- **WORK INSTRUCTIONS**:
1. Copy out the stretch of the capital allowances text from "This subsection shall not" through "is the earlier." word for word.
2. Extend the capital allowances text beyond its last sentence, keeping its statutory style.

- **SOURCE EXTRACT**:
* BEGIN *

This subsection shall not apply where the reference is expressed to be to the whole of a building or structure; and in relation to chargeable periods beginning on or after 6th April 1993 this subsection shall have effect with the omission of the words “or forestry” (in both places where they occur).
(8) Any reference to the time of any sale shall be construed as a reference to the time of completion or the time when possession is given, whichever is the earlier.
This subsection does not apply for the purposes of Part VII.
(9) Any reference to the setting up, commencement or permanent discontinuance of a trade includes, except where the contrary is expressly provided, a reference to the occurring of an event which, under any of the provisions of the Income Tax Acts or the Corporation Tax Acts (other than paragraph 7 of Schedule 16 to the [1965 c. 25.] Finance Act 1965), is to be treated as equivalent to the setting up, commencement or permanent discontinuance of a trade.
(10) For the purposes of Part II this section shall have effect with the omission of the definitions of “control” and “lease” and related expressions in subsection (1) above and of subsection (8); and subsections (5), (7) and (9) do not apply for the purposes of Part III.
(11) Chapter I of Part XIII of the principal Act (which relates to patents and know-how) contains further provisions relating to capital allowances.
In the application of this Act to Scotland, “leasehold interest” means the interest of a tenant in property subject to a lease; and any reference to an interest which is reversionary on a leasehold interest or on a lease shall be construed as a reference to the interest of the landlord in the property subject to the leasehold interest or lease.

* END *

- **STORED DATA**:
* BEGIN *

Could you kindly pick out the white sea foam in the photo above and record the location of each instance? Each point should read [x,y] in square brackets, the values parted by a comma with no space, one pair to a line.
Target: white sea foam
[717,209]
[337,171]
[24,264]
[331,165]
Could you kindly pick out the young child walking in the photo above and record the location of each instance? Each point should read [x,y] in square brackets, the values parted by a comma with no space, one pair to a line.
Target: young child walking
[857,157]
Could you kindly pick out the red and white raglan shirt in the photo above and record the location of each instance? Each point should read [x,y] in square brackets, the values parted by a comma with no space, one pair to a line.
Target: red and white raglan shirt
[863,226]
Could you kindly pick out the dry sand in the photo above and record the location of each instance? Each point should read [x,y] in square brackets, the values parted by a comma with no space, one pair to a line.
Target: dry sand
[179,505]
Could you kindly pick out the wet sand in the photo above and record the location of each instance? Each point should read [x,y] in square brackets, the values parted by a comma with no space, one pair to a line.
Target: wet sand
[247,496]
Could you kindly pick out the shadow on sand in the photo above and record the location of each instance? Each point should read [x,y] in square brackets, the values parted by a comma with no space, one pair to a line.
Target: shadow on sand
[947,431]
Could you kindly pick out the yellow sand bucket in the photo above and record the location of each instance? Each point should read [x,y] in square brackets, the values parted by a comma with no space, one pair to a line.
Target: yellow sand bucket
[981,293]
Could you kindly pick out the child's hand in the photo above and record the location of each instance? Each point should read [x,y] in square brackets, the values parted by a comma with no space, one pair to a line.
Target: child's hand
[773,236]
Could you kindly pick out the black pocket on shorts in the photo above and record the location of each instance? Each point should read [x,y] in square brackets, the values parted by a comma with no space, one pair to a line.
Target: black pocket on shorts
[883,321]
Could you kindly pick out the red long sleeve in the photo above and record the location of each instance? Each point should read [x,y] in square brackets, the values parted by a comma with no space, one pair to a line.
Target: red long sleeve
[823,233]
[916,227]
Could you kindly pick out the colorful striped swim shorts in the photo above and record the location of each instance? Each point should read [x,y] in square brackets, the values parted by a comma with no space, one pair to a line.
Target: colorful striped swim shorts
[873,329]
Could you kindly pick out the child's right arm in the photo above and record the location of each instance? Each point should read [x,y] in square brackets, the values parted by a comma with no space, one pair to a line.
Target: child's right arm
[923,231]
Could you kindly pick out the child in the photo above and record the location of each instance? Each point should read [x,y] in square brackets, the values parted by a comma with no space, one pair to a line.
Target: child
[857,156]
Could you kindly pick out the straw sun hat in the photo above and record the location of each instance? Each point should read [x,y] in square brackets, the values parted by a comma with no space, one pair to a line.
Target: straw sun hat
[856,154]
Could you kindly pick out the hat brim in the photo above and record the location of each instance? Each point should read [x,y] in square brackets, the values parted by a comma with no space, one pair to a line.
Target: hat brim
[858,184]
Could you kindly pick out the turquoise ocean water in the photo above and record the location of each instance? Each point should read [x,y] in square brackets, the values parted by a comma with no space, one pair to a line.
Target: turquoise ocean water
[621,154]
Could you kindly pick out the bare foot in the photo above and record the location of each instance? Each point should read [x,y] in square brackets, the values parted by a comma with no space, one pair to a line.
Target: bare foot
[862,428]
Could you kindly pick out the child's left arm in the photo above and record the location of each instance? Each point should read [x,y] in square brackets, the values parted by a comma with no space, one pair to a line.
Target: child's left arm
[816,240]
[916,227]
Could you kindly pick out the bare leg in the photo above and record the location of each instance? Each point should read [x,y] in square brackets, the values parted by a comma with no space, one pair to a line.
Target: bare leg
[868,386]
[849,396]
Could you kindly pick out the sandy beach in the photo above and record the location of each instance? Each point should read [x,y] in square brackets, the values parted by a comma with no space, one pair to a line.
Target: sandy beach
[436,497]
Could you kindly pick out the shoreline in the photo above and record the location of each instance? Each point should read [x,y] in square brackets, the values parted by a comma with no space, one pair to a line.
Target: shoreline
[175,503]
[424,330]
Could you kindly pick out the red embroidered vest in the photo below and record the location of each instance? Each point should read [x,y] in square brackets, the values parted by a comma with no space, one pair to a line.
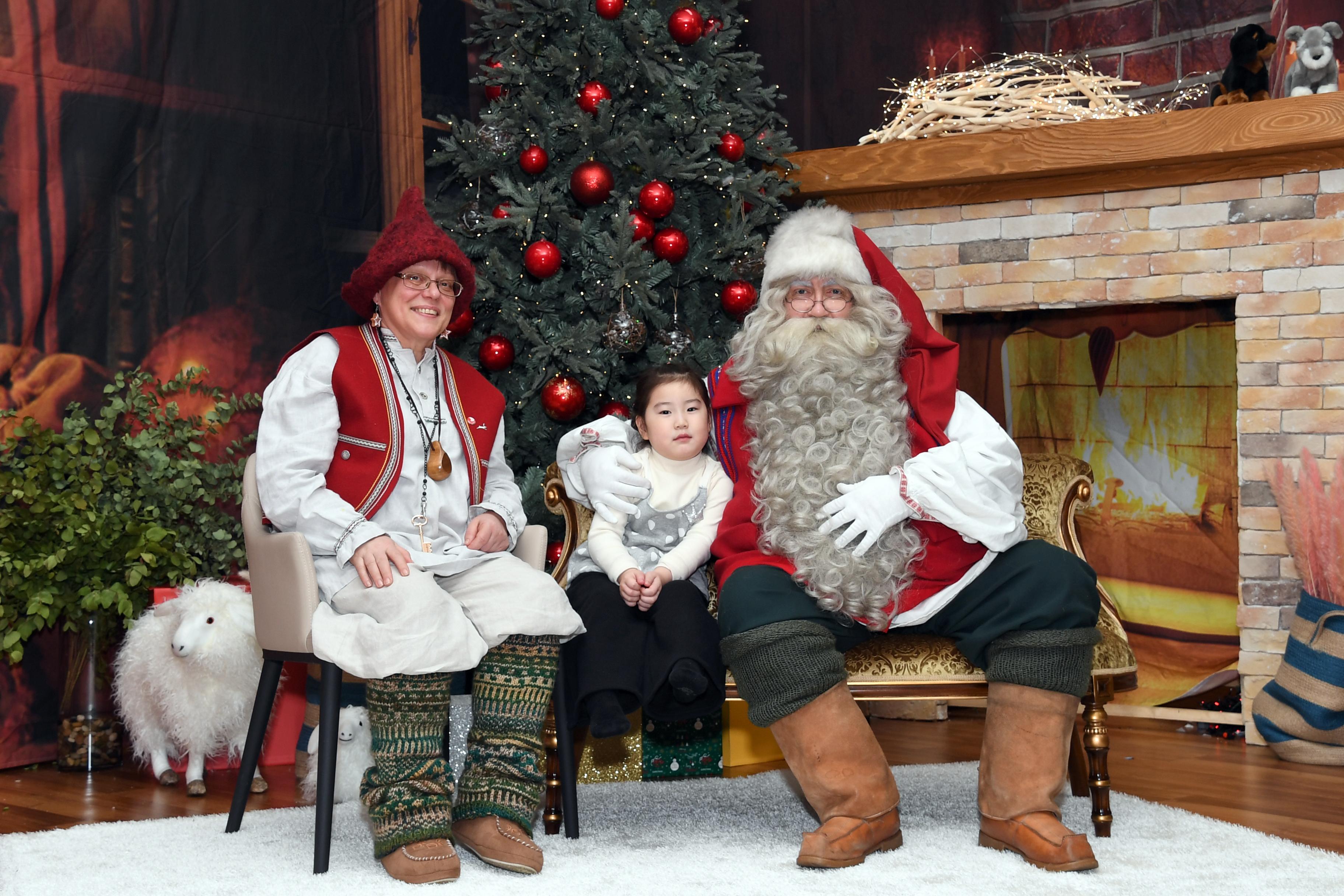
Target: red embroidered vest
[369,444]
[947,555]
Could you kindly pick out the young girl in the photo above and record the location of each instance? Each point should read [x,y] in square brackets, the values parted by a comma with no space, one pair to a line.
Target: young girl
[639,584]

* END *

- **EXPECTED OUTPUTS**:
1.
This subsection shall not apply where the reference is expressed to be to the whole of a building or structure; and in relation to chargeable periods beginning on or after 6th April 1993 this subsection shall have effect with the omission of the words “or forestry” (in both places where they occur).
(8) Any reference to the time of any sale shall be construed as a reference to the time of completion or the time when possession is given, whichever is the earlier.

2.
(1) The continuity of the Income Tax Acts and the Corporation Tax Acts shall not be affected by the substitution of this Act for the repealed enactments.
(2) Any reference, whether express or implied, in any enactment, instrument or document (including this Act or any Act amended by this Act) to, or to things done or falling to be done under or for the purposes of, any provision of this Act shall, if and so far as the nature of the reference permits, be construed as including, in relation to the times, years or periods, circumstances or purposes in relation to which the corresponding provision in the repealed enactments has or had effect, a reference to, or, as the case may be, to things done or falling to be done under or for the purposes of, that corresponding provision.
(3) Any reference, whether express or implied, in any enactment, instrument or document (including the repealed enactments and enactments, instruments and documents passed or made after the passing of this Act) to, or to things done or falling to be done under or for the purposes of, any of the repealed enactments shall, if and so far as the nature of the reference permits, be construed as including, in relation to the times, years or periods, circumstances or purposes in relation to which the corresponding provision of this Act has effect, a reference to, or as the case may be, to things done or deemed to be done or falling to be done under or for the purposes of, that corresponding provision.
(4) In connection with the transition for companies from income tax to corporation tax effected by the [1965 c. 25.] Finance Act 1965 the provisions of this Act and any other provisions of the Income Tax Acts relevant thereto shall have effect with such modifications as are necessary to preserve the continuity of the system of allowances and charges under this Act, and so that in particular references to a previous chargeable period or to a subsequent chargeable period, or to a time before, or a time after, a chargeable period, shall have effect in relation to a company as if the year 1965-66 or any earlier year of assessment preceded that company’s first accounting period for corporation tax.
This subsection shall not be taken to require any time to be counted twice in reckoning duration, except in a case where any time has been so counted by virtue of section 15(2) of the 1968 Act.
(5) In this section “the repealed enactments” means the enactments repealed by this Act and earlier enactments repealed by any enactment repealed by this Act.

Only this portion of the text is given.